Exercise brief:
After finding the line that holds "Supply this photo" below, set down that line and the rest through the final one exactly, leaving the pictures out.
+++ Input material
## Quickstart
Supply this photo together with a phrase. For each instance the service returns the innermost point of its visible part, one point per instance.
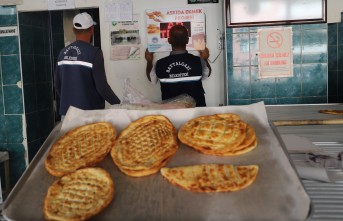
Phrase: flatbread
(79, 195)
(211, 177)
(80, 147)
(145, 145)
(219, 134)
++++++
Your solution:
Supply this photo together with a phrase. For each instance the service returns the innermost point of its visible part, one point per instance.
Phrase: flatbread
(79, 195)
(211, 177)
(80, 147)
(145, 145)
(219, 134)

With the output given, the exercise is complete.